── RECORDS FOR PROCESSING
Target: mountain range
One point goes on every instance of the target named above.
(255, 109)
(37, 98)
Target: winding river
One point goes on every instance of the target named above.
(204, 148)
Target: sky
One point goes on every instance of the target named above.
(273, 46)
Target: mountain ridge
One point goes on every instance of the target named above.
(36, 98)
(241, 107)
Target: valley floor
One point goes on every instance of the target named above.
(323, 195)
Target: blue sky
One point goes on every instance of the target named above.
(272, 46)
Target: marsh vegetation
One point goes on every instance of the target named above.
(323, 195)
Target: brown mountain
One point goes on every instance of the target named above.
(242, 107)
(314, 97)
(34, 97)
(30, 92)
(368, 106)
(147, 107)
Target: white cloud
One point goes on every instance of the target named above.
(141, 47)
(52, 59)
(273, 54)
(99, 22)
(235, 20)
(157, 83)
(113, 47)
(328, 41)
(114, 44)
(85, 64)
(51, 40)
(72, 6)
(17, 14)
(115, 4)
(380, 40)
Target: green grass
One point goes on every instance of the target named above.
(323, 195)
────
── RECORDS FOR PROCESSING
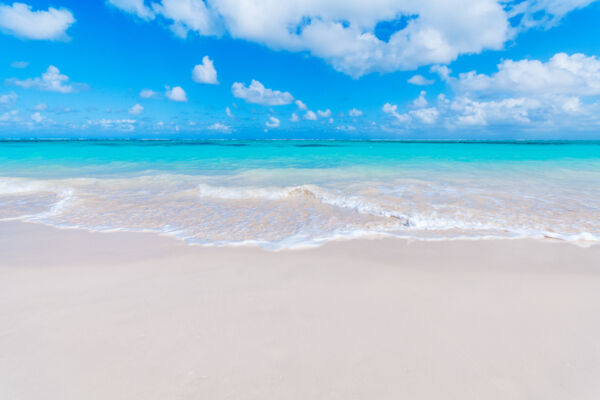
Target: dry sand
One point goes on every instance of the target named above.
────
→ **THE TASK**:
Lines of the listing above that include the string "mountain" should each be copied.

→ **RESPONSE TO THIS TASK**:
Target: mountain range
Target: mountain ridge
Target: brown mountain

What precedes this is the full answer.